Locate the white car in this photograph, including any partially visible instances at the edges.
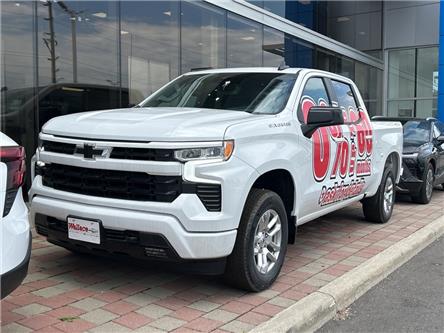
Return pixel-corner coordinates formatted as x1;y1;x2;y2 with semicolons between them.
30;68;402;291
0;132;32;298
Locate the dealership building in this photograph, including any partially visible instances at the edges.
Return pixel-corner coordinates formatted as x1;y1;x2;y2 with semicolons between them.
0;0;444;155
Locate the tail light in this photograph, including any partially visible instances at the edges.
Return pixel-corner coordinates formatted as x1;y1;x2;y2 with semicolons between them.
0;146;26;217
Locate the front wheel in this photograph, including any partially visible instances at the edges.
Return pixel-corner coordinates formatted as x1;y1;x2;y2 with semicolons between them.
362;167;395;223
225;188;288;291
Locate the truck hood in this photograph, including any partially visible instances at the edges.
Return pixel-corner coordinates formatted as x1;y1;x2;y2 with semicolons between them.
42;107;256;141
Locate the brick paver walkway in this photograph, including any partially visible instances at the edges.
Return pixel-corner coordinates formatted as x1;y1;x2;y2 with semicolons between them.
1;190;444;333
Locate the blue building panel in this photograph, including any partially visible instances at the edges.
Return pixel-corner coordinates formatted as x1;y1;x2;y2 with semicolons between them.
437;0;444;121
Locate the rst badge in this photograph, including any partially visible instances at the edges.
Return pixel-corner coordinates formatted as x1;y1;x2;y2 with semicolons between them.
68;217;100;244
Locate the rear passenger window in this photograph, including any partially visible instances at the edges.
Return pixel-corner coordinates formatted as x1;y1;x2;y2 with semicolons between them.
298;77;330;123
331;80;357;111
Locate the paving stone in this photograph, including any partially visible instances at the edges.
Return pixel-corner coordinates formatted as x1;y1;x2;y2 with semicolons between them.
32;286;65;297
150;316;186;331
203;309;239;323
136;304;172;319
122;293;160;306
71;297;106;311
1;323;33;333
19;314;59;331
103;301;139;315
268;296;296;308
89;322;131;333
220;320;255;333
114;312;153;330
143;287;176;299
188;300;220;312
12;303;52;317
185;317;223;332
80;309;119;325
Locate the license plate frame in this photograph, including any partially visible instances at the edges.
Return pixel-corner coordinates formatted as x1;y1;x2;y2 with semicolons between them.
66;216;102;245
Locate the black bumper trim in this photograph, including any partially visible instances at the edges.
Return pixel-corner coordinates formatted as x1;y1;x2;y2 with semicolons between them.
35;214;226;275
0;232;32;299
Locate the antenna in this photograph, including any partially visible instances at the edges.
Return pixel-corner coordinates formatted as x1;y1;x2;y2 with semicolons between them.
278;60;290;71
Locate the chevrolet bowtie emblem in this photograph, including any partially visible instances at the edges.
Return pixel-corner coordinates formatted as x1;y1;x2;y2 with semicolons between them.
76;143;103;159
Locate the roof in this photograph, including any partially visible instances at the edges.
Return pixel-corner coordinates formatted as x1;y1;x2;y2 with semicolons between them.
185;67;302;75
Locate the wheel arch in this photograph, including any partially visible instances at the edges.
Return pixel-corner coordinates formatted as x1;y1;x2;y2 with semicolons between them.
250;168;296;244
384;152;401;182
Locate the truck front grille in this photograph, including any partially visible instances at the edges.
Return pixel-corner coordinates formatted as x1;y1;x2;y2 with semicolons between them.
42;141;76;155
42;140;177;162
41;163;182;202
110;147;175;162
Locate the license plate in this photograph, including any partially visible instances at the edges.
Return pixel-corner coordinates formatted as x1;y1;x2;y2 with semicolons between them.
68;217;100;244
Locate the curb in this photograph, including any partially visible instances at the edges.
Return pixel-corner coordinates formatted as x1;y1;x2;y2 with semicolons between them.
250;216;444;333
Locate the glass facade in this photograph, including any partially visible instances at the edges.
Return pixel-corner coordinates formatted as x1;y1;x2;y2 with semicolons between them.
0;0;437;179
248;0;382;58
387;47;438;118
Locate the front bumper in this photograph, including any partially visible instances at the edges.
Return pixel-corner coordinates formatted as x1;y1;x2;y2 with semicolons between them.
0;233;32;299
31;196;237;260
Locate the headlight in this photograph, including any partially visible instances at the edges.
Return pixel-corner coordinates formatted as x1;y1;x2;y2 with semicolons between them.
174;140;234;162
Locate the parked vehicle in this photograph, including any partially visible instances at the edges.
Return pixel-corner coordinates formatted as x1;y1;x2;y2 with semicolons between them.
30;68;402;291
0;132;32;298
378;118;444;204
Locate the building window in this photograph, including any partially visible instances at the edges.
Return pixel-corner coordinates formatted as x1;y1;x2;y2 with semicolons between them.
387;47;438;118
120;1;179;105
181;1;226;73
227;13;262;67
262;27;285;67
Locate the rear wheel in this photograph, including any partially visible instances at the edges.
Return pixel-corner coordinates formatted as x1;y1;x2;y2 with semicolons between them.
412;164;435;204
362;166;395;223
225;189;288;291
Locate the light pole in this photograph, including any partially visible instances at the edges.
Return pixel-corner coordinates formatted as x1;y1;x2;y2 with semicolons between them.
57;1;83;83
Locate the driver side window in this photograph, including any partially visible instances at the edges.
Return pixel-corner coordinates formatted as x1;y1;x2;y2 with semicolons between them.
298;77;331;124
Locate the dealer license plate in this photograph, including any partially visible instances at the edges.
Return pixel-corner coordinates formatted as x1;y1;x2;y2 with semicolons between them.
68;217;100;244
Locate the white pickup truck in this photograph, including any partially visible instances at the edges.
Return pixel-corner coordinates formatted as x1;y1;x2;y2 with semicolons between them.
29;68;402;291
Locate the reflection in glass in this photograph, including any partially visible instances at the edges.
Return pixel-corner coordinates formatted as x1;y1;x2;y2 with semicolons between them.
285;34;315;68
0;1;37;174
415;98;438;118
120;1;179;104
355;62;382;116
141;73;296;114
262;27;285;67
181;1;226;73
227;13;262;67
388;49;415;99
387;101;415;117
37;1;121;128
416;47;438;97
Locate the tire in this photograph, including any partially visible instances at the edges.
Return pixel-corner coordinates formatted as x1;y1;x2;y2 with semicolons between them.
362;166;395;223
412;163;435;204
224;188;288;291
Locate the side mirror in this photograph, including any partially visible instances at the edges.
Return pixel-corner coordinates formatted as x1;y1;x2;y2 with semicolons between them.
302;106;344;138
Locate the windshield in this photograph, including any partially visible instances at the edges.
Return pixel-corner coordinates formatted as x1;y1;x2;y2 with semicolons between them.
140;73;296;114
404;120;430;144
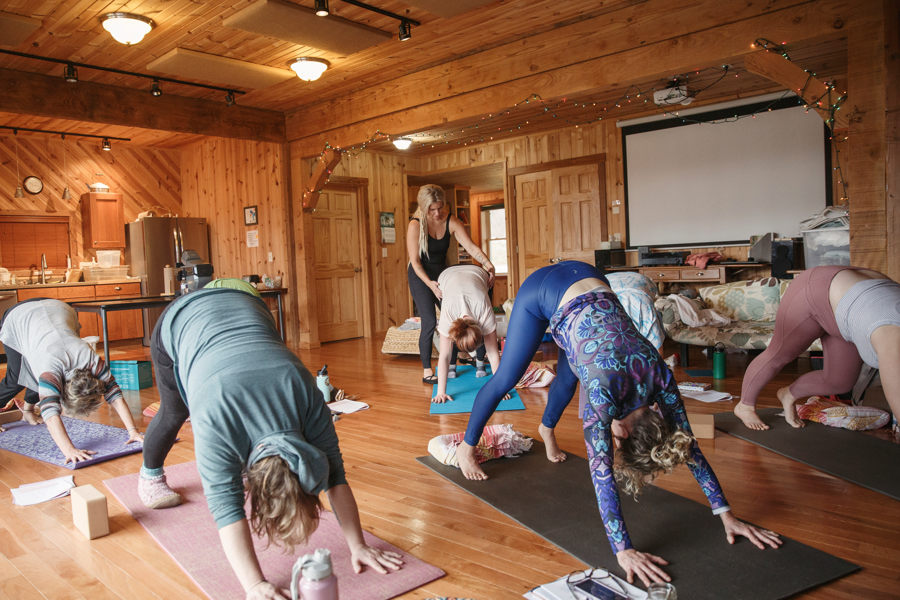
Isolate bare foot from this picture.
[734,402,769,431]
[538,423,566,462]
[778,387,806,427]
[456,441,487,481]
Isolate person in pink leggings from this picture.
[734,266,900,430]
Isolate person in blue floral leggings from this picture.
[457,261,781,584]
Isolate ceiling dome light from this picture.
[400,21,412,42]
[63,65,78,83]
[288,56,331,81]
[103,13,153,46]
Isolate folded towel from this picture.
[669,294,731,327]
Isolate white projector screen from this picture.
[622,106,830,248]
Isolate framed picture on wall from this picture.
[244,205,259,225]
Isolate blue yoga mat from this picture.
[430,366,525,415]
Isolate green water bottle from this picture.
[713,342,727,379]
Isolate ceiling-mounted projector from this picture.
[653,85,694,106]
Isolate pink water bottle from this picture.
[291,548,338,600]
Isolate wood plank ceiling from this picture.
[0,0,847,154]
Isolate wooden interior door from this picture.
[551,164,606,264]
[312,187,364,342]
[516,171,552,283]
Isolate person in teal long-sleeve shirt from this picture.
[138,289,402,600]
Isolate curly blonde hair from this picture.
[247,456,322,554]
[447,317,484,352]
[613,409,694,498]
[61,369,106,417]
[413,183,444,257]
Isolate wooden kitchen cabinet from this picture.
[94,283,144,342]
[81,192,125,250]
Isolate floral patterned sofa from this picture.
[656,277,822,367]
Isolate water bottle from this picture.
[713,342,728,379]
[316,365,332,402]
[291,548,338,600]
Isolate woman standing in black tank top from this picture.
[406,184,494,384]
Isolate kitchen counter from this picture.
[0,278,141,291]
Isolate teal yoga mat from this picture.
[429,366,525,415]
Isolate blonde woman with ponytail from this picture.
[456,261,781,585]
[406,184,495,385]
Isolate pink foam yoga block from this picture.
[104,462,444,600]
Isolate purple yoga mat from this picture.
[104,462,444,600]
[0,417,143,469]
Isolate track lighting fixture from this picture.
[400,21,412,42]
[103,13,154,46]
[288,56,331,81]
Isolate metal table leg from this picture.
[100,306,112,369]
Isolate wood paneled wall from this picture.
[181,138,298,343]
[291,152,419,347]
[0,132,182,264]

• _To be done_
Please repeat the rows that begin at the line containing "Locate the wheel" and stop after the line containing "110;147;175;162", swapping "semicolons" for "vertical bars" and leaving everything else untouched.

• _Full solution_
Locate the wheel arch in this photograph, including any partially visible instances at the edges.
Return pixel-corner coordinates formatted as x1;y1;x2;y2 with vertical bars between them.
250;168;296;244
384;152;401;182
Locate the truck front grille in this photograph, including any partially visible instances at the edges.
Return pixel-corner coordinates formatted as x1;y1;x2;y2 with vertical bars between them.
42;141;76;155
42;140;177;162
41;163;182;202
110;147;175;162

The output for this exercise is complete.